>> BEGIN

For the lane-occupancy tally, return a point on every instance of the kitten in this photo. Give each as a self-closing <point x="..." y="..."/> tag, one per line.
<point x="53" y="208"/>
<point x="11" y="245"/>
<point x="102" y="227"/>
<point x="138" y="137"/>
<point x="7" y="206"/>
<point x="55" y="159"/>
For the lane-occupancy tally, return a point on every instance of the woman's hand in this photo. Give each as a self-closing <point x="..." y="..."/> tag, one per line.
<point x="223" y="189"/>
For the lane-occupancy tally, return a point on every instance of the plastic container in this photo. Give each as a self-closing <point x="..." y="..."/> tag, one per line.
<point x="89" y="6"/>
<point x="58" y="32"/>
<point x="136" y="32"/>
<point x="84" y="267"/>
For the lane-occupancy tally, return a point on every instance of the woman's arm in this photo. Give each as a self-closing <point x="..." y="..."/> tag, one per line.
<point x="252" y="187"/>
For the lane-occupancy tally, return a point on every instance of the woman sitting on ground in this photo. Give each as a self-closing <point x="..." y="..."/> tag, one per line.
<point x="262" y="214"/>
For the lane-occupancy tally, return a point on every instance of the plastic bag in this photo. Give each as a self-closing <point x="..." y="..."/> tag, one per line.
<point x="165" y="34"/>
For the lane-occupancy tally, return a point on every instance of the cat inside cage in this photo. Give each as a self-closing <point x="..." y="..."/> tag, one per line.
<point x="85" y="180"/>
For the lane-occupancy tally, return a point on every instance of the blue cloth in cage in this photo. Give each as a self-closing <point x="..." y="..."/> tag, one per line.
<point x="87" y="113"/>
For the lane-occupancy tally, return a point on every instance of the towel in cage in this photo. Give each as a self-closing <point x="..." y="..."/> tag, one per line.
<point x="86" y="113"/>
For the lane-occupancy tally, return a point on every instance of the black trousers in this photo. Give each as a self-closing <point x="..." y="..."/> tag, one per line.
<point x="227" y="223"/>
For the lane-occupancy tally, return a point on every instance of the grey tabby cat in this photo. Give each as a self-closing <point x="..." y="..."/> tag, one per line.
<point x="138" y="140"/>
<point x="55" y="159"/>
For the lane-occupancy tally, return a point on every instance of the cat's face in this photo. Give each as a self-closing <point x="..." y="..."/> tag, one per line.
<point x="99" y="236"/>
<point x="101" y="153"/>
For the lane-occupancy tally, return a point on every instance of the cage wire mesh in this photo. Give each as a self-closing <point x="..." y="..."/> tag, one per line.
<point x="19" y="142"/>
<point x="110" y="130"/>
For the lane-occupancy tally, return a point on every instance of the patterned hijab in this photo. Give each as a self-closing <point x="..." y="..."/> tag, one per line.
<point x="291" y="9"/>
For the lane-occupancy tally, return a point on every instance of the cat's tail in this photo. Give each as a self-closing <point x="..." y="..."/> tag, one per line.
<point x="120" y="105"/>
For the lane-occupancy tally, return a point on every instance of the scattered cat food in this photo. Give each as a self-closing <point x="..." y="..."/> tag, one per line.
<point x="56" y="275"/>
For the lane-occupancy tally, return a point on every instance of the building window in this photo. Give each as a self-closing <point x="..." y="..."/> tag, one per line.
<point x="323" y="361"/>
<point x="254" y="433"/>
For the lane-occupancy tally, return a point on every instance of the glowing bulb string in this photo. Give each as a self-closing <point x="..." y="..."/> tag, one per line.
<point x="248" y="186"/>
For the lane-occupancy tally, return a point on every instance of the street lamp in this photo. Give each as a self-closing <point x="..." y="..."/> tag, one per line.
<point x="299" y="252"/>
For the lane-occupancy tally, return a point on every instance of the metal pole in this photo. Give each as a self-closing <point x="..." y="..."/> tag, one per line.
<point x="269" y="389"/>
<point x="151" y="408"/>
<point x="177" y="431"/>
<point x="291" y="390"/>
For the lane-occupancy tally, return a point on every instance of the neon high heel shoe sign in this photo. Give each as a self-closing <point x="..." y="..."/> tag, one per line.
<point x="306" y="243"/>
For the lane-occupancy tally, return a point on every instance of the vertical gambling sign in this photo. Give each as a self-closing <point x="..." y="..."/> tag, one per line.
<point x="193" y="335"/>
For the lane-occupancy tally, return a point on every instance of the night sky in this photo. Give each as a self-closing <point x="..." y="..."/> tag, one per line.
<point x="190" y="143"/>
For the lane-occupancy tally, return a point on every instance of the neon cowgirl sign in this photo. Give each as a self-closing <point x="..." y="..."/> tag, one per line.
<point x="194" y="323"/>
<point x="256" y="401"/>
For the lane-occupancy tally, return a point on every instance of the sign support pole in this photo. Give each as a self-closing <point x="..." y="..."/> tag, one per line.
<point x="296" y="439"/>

>> END

Repeat each of the entries above precisely as given.

For the lane-occupancy tally, return a point on every instance of the kitten in this photo. Give each as a self-closing <point x="..." y="..."/> tag, one per line.
<point x="53" y="208"/>
<point x="11" y="245"/>
<point x="102" y="227"/>
<point x="138" y="137"/>
<point x="7" y="206"/>
<point x="55" y="159"/>
For the lane-occupancy tally, return a point on every instance of the woman's hand in this photo. Give each as a self-closing <point x="..." y="..."/> tag, one per line.
<point x="223" y="189"/>
For the lane-occupancy tally, return a point on every instance of the plastic container in this photo. Give each as a self-closing <point x="..." y="..."/> tag, one per line.
<point x="89" y="6"/>
<point x="58" y="32"/>
<point x="136" y="32"/>
<point x="84" y="267"/>
For the lane-occupancy tally, return a point on every instance of the woman's arm in this photo. Give each as a self-closing <point x="..." y="..."/> tag, one per line.
<point x="252" y="187"/>
For the lane-occupancy tally, return a point on every instance of the woman sitting on ground in this photo. Give each as a self-closing <point x="..." y="..."/> tag, one per line.
<point x="262" y="214"/>
For the lane-occupancy tally, return a point on every instance of the plastic bag in this photo. Give each as a self-closing <point x="..." y="..."/> tag, one per line.
<point x="165" y="34"/>
For the lane-occupancy tally, return a point on every instance of the cat inside cage in this photo. Give each as a self-closing <point x="..." y="..."/> tag, one per line.
<point x="85" y="180"/>
For the lane-occupancy tally, return a point on every instance of the blue cloth in cage in this photo. Give each as a self-closing <point x="..." y="..."/> tag, one per line.
<point x="87" y="113"/>
For the lane-occupancy tally, return a point on every instance of the towel in cage in this photo. Give each as a self-closing <point x="..." y="..."/> tag, one per line.
<point x="86" y="113"/>
For the lane-occupancy tally, return a point on every instance of the black trousers in this photo. Give each as a self-closing <point x="..." y="..."/> tag, one per line.
<point x="227" y="223"/>
For the lane-occupancy tally, return a point on every instance of the grey tabby cat in this photo. Give each as a self-closing <point x="..." y="..."/> tag, one per line.
<point x="138" y="140"/>
<point x="55" y="159"/>
For the lane-occupancy tally, return a point on every instance of the cat's face in this photo. Give each as a self-closing <point x="..." y="..."/> tag, one per line.
<point x="99" y="236"/>
<point x="101" y="153"/>
For the lane-occupancy tally, return a point on every instance of the cage wire mesh in this photo. Give each as a self-closing <point x="..." y="..."/> tag, one per line.
<point x="19" y="142"/>
<point x="110" y="130"/>
For the lane-occupancy tally, return a point on every instance of the patterned hijab in this photo. Give each as a self-closing <point x="..." y="..."/> tag, one per line.
<point x="291" y="9"/>
For the lane-occupancy tally, return a point on every instance of the cat's tail in this photo. Give each as a self-closing <point x="..." y="..."/> tag, one per line.
<point x="120" y="105"/>
For the lane-occupancy tally, return a point on every instance of the scattered cat food in this photo. Give each as a self-closing <point x="..." y="..."/> tag, one per line.
<point x="56" y="275"/>
For the lane-occupancy tally, return a point on every instance of the building window in this photo. Give each as a self-closing <point x="..." y="..."/> tag, one per line.
<point x="323" y="361"/>
<point x="254" y="433"/>
For the lane-occupancy tally, return a point on every instance of the glowing bulb string in this photo. Give each as a self-closing <point x="..." y="..."/> tag, one per line.
<point x="248" y="186"/>
For the lane-occupancy tally, return a point on every instance of the street lamp in this photo. Give each as a self-closing <point x="..." y="..."/> tag, one per line.
<point x="299" y="252"/>
For the lane-occupancy tally, return a point on every instance of the metal pole in this photo. Give each as a self-closing <point x="..." y="..."/> tag, one per line.
<point x="269" y="389"/>
<point x="151" y="408"/>
<point x="177" y="431"/>
<point x="291" y="390"/>
For the lane-occupancy tally, return a point on every instance of the neon high heel shoe sign in this photo. Give each as a self-closing <point x="..." y="..."/> tag, one per line.
<point x="306" y="243"/>
For the lane-occupancy tally, return a point on every instance of the vertical gambling sign in this photo. Give each as a self-closing <point x="..." y="..."/> tag, one per line.
<point x="193" y="335"/>
For the lane-occupancy tally, return a point on every instance of the night sky in this photo. Give each as a self-closing <point x="..." y="..."/> tag, one per line.
<point x="190" y="143"/>
For the lane-occupancy tally, return a point on every instance of the neon cowgirl sign in this photo. Give each as a self-closing <point x="..." y="..."/> tag, one per line.
<point x="194" y="323"/>
<point x="256" y="401"/>
For the lane-occupancy tally, return a point on every instance of the sign support pole in this photo. Give each as a self-closing <point x="..." y="..."/> tag, one per line.
<point x="296" y="439"/>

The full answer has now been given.